Document passage —
begin

C.S.D. No. 2 of Town of Coeymans v. New York State Teachers Retirement System

Decision Date03 May 1965
PartiesC. S. D. NO. 2 OF TOWNS OF COEYMANS ET AL., ALBANY COUNTY, Town of New Baltimore, Greene County, et al., Petitioners, v. NEW YORK STATE TEACHERS RETIREMENT SYSTEM, New York State Teachers Retirement Board, C. B. Murray, Martin A. Helfer, Muriel H. Weber, Lester B. Foreman, Arthur Levitt, Frank Wells McCabe, Harold A. Moe and Howard B. Tuggey, Respondents.
CourtNew York Supreme Court

Watters & Donovan, New York City, for petitioners (John P. Walsh, New York City, of counsel).

Bruce Bromley, New York City, for respondents.

LOUIS G. BRUHN, Justice.

This is a proceeding which was instituted on July 20, 1964 pursuant to article 78 CPLR by 105 of the 807 school districts (Employers) against the New York State Teachers Retirement System (System), the New York State Teachers Retirement Board (Board), the individual members of the Board and C. B. Murray, the Executive Secretary of the System.

The petition, as amended on January 29, 1965, is allegedly brought on behalf of the petitioners and all other Employers similarly situated and claims that the respondents in assessing 'contributions' against them have acted in violation of the statute governing such contributions. (§ 517 of the Education Law.)

The petitioners' claims are set forth in the amended petition in five separate causes of action.

In the first cause of action they claim that the Board, at its April 1962 meeting, assessed a 'deficiency contribution' for the school year 1962-63 although they knew, or should have known, that the deficiency balance was nearing liquidation and that the rate fixed was such that enough was collected to create an over collection which they seek to have refunded.

In the second cause of action they claim that the Board, at its April 1963 meeting, assessed a further 'deficiency contribution' at the same rate for the school year 1963-64 illegally since the deficiency balance had not only been completely liquidated but in fact overpaid during the school year 1962-63. They claim further that the Board reaffirmed this action following requests for reconsideration at its March 19, 1964 meeting by a divided vote of 4 to 2.

In the third and fourth causes of action they claim that, since 1958, the Board has been assessing a 'special deficiency contribution' in violation of § 517(2)(c).

In the third cause of action they seek to have the respondents required to abide by the statute and refund the excess contributions to them.

In the fourth cause of action they seek to have the overassessment of the 'special deficiency contribution' eliminated and corrected for the future.

In the fifth cause of action they claim that at its March 1964 meeting the Board illegally assessed a 'normal contribution' by including components unauthorized by § 517(2)(b).

In addition to denials the respondents have pleaded the statute of limitations as well as laches as defenses to this proceeding and for that reason it might be well to examine those questions first.

CPLR 217, provides, in part:

'* * *, a proceeding against a body or officer must be commenced within four months after the determination to be reviewed becomes final and binding upon the petitioner or the person whom he represents in law or in fact, or after the respondent's refusal, upon the demand of the petitioner or the person whom he represents, to perform its duty; * * *.' (Italics supplied.)

end

To-do list —
• 1. According to the court decision, on what date was the proceeding instituted?
• 2. Translate this sentence from the court decision into Spanish: "The petitioners' claims are set forth in the amended petition in five separate causes of action."

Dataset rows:
begin

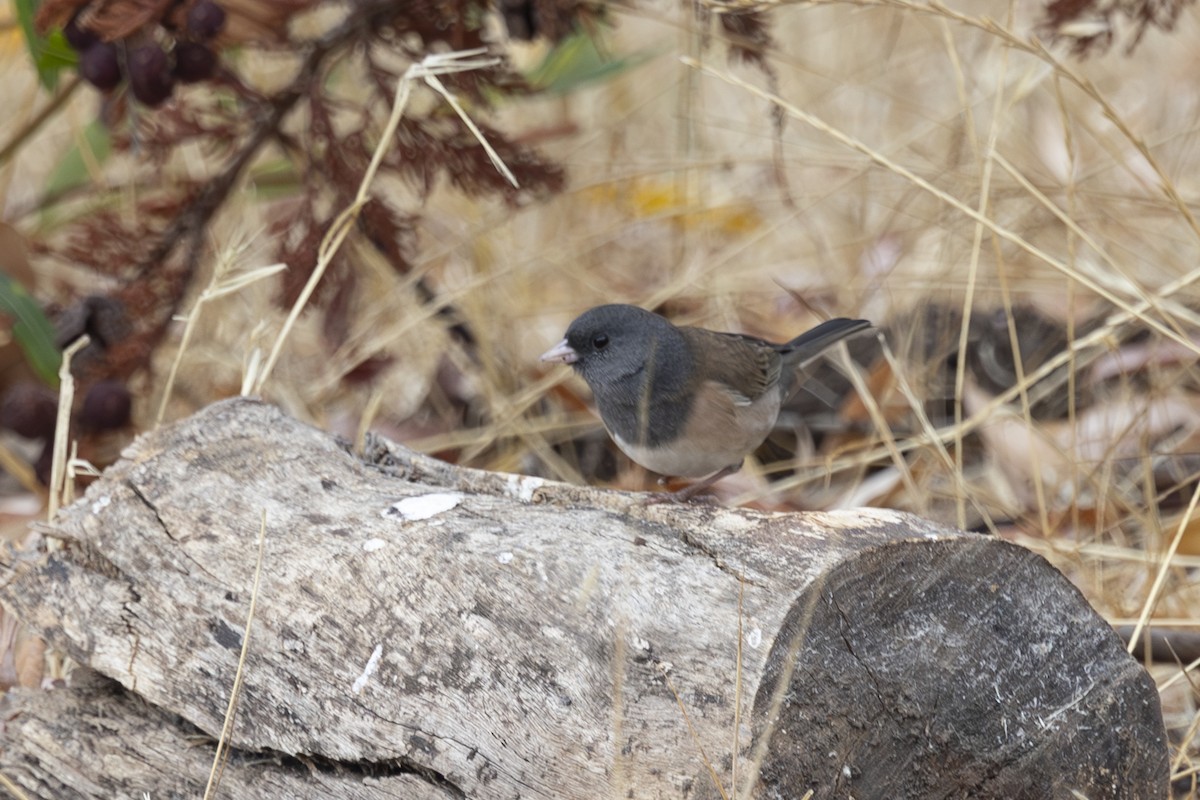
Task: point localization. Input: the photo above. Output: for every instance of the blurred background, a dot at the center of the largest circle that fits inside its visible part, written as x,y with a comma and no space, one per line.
1008,191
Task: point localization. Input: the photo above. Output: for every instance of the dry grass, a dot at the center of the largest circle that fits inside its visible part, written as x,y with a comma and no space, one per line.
934,166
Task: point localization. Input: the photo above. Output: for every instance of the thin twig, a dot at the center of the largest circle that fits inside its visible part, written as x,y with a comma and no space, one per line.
223,747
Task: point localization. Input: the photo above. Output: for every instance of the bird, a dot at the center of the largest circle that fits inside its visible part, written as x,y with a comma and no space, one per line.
688,402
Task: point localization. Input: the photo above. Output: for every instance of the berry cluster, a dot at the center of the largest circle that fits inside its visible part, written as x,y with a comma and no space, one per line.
150,70
30,410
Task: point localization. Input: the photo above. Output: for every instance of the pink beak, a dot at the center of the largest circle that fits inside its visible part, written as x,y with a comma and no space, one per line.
562,353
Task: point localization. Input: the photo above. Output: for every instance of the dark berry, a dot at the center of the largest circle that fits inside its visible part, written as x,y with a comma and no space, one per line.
106,407
150,77
29,410
195,61
100,67
205,19
78,36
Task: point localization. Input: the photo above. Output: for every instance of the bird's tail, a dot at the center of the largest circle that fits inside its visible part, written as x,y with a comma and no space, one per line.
809,344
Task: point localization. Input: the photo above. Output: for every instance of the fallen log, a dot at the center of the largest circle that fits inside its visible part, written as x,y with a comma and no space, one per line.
427,631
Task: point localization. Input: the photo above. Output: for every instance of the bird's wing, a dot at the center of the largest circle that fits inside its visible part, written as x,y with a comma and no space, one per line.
748,366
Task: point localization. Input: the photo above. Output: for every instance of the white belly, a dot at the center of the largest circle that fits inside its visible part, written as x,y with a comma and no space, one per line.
738,429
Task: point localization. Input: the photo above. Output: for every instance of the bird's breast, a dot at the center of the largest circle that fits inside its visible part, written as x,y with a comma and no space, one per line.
719,429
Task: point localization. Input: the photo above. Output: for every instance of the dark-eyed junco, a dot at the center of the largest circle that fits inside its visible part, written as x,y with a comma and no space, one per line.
685,401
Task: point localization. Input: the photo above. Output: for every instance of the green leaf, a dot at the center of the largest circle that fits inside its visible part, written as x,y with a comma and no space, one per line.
31,329
51,53
73,170
575,61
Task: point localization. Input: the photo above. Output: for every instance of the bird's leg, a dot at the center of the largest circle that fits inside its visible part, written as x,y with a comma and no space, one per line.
689,492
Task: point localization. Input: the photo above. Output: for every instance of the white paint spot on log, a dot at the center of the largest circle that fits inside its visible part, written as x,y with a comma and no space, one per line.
754,638
523,486
424,506
372,665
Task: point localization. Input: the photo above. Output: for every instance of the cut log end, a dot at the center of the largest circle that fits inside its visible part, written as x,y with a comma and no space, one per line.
954,668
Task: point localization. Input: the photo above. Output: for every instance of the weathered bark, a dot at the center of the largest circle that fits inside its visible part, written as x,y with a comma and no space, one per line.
539,641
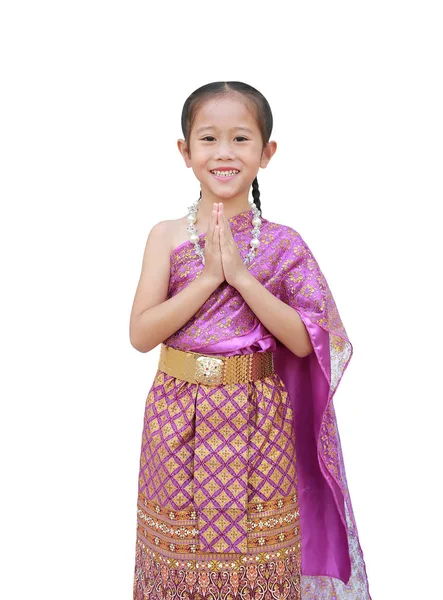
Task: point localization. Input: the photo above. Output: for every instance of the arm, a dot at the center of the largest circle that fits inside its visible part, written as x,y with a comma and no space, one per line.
279,318
153,318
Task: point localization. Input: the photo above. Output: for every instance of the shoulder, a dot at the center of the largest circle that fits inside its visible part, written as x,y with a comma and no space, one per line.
281,231
165,233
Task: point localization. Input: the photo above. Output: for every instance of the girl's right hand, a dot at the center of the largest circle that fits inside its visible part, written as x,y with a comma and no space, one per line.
213,267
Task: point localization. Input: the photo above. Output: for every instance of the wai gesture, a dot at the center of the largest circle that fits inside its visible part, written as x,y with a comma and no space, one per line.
222,257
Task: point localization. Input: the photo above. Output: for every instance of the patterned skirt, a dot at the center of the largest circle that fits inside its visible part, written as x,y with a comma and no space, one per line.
218,514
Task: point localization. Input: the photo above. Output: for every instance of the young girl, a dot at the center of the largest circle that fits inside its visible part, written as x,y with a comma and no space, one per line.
242,487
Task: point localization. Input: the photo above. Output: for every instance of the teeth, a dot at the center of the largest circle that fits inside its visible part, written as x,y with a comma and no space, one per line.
225,173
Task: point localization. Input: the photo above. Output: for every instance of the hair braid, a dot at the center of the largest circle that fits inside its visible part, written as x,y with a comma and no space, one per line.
256,194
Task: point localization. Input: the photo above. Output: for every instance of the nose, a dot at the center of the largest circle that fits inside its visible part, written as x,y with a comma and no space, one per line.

end

Answers to the exercises —
• 1. July 20, 1964

• 2. Las pretensiones de los peticionarios se exponen en la petición enmendada en cinco causas de acción distintas.